Copy out the listing exactly.

━━━━━━

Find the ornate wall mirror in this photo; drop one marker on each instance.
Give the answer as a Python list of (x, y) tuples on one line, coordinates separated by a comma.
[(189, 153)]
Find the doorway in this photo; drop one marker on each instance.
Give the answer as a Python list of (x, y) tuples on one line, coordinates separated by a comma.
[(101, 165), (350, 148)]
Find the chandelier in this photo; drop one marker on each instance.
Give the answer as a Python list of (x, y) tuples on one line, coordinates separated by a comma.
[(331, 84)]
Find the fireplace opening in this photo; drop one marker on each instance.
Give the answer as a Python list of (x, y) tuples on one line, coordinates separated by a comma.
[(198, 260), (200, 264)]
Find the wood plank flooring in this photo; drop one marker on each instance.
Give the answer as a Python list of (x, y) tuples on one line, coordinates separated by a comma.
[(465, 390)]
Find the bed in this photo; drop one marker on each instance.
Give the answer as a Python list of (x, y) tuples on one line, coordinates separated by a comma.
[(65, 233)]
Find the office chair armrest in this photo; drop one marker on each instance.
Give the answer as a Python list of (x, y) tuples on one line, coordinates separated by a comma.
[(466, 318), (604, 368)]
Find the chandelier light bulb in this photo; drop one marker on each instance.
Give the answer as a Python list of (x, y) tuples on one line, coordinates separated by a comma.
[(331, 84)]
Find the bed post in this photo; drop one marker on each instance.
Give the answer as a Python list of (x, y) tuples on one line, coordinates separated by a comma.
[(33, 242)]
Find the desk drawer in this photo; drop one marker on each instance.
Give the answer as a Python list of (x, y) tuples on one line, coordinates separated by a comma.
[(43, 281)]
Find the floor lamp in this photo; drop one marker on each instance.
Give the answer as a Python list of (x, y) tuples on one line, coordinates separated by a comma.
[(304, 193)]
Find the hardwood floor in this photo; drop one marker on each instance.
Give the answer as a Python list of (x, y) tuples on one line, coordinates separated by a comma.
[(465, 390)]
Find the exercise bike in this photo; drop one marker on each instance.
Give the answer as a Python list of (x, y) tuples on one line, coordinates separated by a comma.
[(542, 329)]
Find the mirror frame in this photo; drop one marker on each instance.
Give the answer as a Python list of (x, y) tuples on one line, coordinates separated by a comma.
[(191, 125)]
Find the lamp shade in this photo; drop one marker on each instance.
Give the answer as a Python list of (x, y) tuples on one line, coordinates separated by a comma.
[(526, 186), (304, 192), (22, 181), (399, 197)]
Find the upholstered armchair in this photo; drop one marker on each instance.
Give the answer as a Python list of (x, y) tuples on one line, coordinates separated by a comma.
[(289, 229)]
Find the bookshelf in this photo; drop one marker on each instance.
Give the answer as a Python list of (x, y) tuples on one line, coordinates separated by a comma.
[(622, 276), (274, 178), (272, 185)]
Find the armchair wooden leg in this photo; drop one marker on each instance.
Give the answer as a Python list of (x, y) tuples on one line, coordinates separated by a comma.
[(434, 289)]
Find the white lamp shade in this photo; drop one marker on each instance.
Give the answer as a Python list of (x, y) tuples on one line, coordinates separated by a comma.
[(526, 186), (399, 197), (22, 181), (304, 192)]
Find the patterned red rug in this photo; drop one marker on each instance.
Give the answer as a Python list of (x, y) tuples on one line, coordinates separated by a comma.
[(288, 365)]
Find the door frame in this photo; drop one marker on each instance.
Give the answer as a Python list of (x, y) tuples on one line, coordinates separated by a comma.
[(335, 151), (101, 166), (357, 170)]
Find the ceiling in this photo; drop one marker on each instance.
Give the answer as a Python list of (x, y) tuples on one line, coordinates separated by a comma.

━━━━━━

Answer space:
Find the ornate wall mirror in this photo; drop one marker on each instance.
Give the answer as a Python list of (x, y) tuples on one line, coordinates separated by a comma.
[(189, 153)]
Find the doorway in this photo; drop one marker on each instance.
Give the answer as a Python list of (x, y) tuples on one line, coordinates separated by a comma.
[(101, 165), (350, 148)]
Find the chandelier in this photo; drop one marker on each instance.
Give the answer as a Python list of (x, y) tuples on one line, coordinates separated by a comma.
[(331, 84)]
Find the fireplace opening in this photo; drop one marker on each instance.
Give the answer as a Python list of (x, y) tuples on one line, coordinates separated by a comma.
[(198, 260), (200, 264)]
Find the wood plank flooring in this photo; drop one marker on each instance.
Give the answer as a Python list of (x, y) tuples on one line, coordinates separated by a comma.
[(465, 390)]
Find the bed in this photo; drop one marker on each instance.
Give the answer as a Python list of (x, y) tuples on one line, coordinates separated by a comma.
[(65, 233)]
Find the office chair armrest in this photo; drop one marker on each instance.
Give the answer as a Python list of (x, y) tuples on one line, coordinates separated by a comma.
[(466, 318), (604, 368)]
Find the chandelier light bulb in this photo; drop one marker on each instance.
Give the answer as a Python list of (x, y) tuples on one line, coordinates separated by a comma.
[(331, 84)]
Find the bed post in this photo; drop one marker on each instance.
Give the answer as a Python list of (x, y) tuples on one line, coordinates separated by a comma.
[(33, 242)]
Find the desk drawer in this photo; drop one marker on each instance.
Give the answer as a Python list of (x, y) tuples on one line, coordinates separated by a comma.
[(43, 281)]
Find the floor lamp in this photo; drop one marker on each instance.
Give the answer as a Python list of (x, y) tuples on one line, coordinates separated by a comma.
[(304, 193)]
Find the hardwood floor in this photo; drop one marker on each instance.
Give the answer as a Python list of (x, y) tuples on one line, coordinates separated by a comma.
[(465, 390)]
Find the exercise bike in this photo; drop one marker on each instance.
Give the answer as a Python list of (x, y) tuples on one line, coordinates separated by a comma.
[(542, 329)]
Find the mirror frame in this photo; drop one marker on each instance.
Give the answer as a Python list of (x, y) tuples on one line, coordinates separated by a comma.
[(191, 125)]
Find the lamp shade in this photo; drop one marker on each instance.
Give the answer as a Python list of (x, y) tuples on one line, coordinates separated by a comma.
[(526, 186), (304, 192), (22, 181), (399, 197)]
Find the upholstered armchair in this photo; drop one marker on each instance.
Give the answer as a Python list of (x, y) tuples on one line, coordinates separated by a comma.
[(289, 229)]
Find the bookshelf in this photo; drop one marker on each instance.
Give the answer as a Python list of (x, y) tuples on one line, coordinates separated by a comma.
[(622, 276), (274, 178), (272, 185)]
Find the armchair wooden leg in this photo; drop one marker on each instance.
Give the answer as a Python list of (x, y) tuples on one line, coordinates separated by a comma.
[(434, 289)]
Find the white lamp shade in this photo; drop one marker on each instance.
Give the answer as a Python list of (x, y) tuples on one line, coordinates separated by a comma.
[(526, 186), (399, 197), (22, 181), (304, 192)]
Find the patterned red rug in this photo; drop one marker on each instance.
Give the answer as a Python list of (x, y) tuples on one line, coordinates separated by a comma.
[(288, 365)]
Find the door frame in this photo; drop one marker on each instance.
Give the answer as a Python list of (x, y) tuples on one line, coordinates separated by a comma.
[(335, 151), (101, 166), (357, 170)]
Find the ceiling in this photo; drop one marker on each instance.
Give the answer as a Python list of (x, y) tuples on one line, coordinates separated by a comma.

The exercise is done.